▶ _Data for this exercise_:

- - - - -

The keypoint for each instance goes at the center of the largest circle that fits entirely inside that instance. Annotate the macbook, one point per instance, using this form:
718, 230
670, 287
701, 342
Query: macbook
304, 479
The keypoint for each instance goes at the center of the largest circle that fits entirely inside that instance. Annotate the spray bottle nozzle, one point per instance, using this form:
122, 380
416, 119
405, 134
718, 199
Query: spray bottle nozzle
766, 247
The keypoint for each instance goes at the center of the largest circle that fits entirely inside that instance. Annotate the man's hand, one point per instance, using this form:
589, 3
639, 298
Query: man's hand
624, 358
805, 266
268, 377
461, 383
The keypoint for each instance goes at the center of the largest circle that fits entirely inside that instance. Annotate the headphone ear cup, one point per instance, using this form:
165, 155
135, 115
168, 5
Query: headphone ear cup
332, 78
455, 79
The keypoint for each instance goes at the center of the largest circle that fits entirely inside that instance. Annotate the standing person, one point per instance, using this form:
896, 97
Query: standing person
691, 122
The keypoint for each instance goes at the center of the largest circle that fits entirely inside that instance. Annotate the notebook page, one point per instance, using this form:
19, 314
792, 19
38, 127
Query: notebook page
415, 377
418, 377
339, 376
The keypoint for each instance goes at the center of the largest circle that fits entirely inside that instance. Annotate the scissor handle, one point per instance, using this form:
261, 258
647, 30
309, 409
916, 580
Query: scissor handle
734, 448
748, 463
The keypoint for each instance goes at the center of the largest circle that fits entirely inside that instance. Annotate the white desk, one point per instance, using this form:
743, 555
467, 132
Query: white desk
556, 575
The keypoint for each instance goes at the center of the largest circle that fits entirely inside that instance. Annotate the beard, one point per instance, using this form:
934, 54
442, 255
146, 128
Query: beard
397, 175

- - - - -

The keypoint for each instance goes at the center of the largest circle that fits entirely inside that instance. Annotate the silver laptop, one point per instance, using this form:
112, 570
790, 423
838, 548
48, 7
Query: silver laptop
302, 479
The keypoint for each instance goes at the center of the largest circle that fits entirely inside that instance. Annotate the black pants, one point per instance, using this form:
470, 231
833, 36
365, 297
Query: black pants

- - - - -

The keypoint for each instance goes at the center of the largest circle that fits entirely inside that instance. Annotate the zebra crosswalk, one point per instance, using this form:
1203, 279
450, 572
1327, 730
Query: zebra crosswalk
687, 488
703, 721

- - - - -

Locate each line in the records above that contains the word "black" and copy those lines out in full.

▶ _Result of this task_:
The keypoint for each instance goes at the center of the largest circle that fits entirely inside that instance. Annotate the black pants, one point per instance, using this form:
Query: black pants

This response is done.